begin EXERCISE INPUT

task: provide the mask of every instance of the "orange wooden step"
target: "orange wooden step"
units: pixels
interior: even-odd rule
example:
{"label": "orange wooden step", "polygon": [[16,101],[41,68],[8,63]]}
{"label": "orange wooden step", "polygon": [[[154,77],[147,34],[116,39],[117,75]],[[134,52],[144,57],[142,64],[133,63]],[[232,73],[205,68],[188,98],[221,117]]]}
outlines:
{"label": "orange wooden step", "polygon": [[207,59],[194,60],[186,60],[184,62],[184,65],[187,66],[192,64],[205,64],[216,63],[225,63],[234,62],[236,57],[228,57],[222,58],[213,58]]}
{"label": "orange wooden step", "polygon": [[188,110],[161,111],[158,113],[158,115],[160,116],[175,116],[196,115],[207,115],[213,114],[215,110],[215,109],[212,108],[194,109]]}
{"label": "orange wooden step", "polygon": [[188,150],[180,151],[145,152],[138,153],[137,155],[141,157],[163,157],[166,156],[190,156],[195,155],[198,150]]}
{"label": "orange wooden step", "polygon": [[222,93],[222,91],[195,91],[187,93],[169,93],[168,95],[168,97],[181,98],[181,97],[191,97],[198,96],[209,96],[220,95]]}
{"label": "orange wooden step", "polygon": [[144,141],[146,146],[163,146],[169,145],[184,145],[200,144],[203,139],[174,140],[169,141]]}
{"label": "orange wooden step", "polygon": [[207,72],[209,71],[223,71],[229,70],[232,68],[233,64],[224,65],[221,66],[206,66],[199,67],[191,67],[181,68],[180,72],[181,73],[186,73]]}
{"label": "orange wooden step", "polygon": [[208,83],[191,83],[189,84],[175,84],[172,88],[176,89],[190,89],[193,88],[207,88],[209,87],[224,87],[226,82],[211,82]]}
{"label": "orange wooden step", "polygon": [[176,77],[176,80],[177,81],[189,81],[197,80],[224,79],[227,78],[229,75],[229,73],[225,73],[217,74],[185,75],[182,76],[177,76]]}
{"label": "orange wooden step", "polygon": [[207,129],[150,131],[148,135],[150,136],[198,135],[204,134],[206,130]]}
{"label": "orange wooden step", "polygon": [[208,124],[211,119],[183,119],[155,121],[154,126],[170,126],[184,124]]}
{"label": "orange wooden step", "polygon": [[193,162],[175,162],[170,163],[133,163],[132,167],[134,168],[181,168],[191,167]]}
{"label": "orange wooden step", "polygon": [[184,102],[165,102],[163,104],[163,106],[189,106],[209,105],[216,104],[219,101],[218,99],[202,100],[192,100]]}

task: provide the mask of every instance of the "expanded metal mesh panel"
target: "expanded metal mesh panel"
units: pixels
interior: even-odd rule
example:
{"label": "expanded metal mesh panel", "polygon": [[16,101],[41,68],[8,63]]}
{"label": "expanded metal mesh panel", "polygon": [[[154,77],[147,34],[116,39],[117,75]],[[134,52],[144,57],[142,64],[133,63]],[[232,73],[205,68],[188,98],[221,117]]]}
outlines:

end EXERCISE INPUT
begin EXERCISE INPUT

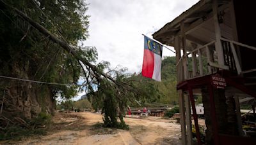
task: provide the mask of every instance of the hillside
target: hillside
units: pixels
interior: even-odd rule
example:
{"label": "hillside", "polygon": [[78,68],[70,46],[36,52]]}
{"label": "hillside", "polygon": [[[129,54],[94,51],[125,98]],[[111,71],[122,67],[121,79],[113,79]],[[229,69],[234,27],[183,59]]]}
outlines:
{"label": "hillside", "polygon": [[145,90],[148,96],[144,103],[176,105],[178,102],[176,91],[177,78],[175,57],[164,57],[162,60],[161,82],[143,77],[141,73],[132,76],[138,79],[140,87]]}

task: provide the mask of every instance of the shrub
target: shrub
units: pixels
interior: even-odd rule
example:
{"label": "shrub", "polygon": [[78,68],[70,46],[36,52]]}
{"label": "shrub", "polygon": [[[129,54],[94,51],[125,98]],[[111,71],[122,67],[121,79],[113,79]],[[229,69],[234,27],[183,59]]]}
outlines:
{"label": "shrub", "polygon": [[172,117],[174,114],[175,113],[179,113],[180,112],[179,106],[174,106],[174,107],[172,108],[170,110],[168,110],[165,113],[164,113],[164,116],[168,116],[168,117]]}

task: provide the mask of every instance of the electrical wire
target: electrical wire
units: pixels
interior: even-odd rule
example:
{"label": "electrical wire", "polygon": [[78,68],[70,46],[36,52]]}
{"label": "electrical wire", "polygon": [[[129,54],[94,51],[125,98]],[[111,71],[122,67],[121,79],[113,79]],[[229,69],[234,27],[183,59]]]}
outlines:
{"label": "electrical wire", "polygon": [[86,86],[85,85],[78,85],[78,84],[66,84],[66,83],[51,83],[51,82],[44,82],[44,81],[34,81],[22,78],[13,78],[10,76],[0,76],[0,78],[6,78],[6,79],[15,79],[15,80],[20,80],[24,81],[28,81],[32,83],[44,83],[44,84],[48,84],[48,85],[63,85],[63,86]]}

end EXERCISE INPUT
begin EXERCISE INPUT

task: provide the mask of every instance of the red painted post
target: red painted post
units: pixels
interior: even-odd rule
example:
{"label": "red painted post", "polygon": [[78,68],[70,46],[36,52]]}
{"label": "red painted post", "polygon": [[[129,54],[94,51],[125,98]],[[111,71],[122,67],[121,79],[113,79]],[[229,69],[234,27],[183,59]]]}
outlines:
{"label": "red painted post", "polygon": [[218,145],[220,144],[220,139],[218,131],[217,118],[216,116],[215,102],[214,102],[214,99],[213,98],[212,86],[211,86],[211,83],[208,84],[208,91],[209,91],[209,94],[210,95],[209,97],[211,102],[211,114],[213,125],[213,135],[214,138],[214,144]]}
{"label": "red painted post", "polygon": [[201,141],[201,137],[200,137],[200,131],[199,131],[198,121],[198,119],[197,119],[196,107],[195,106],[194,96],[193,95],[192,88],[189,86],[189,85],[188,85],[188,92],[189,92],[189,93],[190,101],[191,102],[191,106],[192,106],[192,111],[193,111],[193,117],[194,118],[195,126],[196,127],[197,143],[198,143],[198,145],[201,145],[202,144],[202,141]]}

end EXERCISE INPUT

*WHAT IS REQUIRED*
Please pick out and copy every line above that contains the word "metal". Case counts.

*ANSWER FOR THIS EXERCISE*
task: provide the mask of every instance of the "expanded metal mesh panel"
target: "expanded metal mesh panel"
{"label": "expanded metal mesh panel", "polygon": [[16,101],[41,68],[8,63]]}
{"label": "expanded metal mesh panel", "polygon": [[[154,77],[147,34],[116,39],[117,75]],[[134,52],[144,57],[142,64],[133,63]],[[232,73],[205,68],[188,98],[221,117]]]}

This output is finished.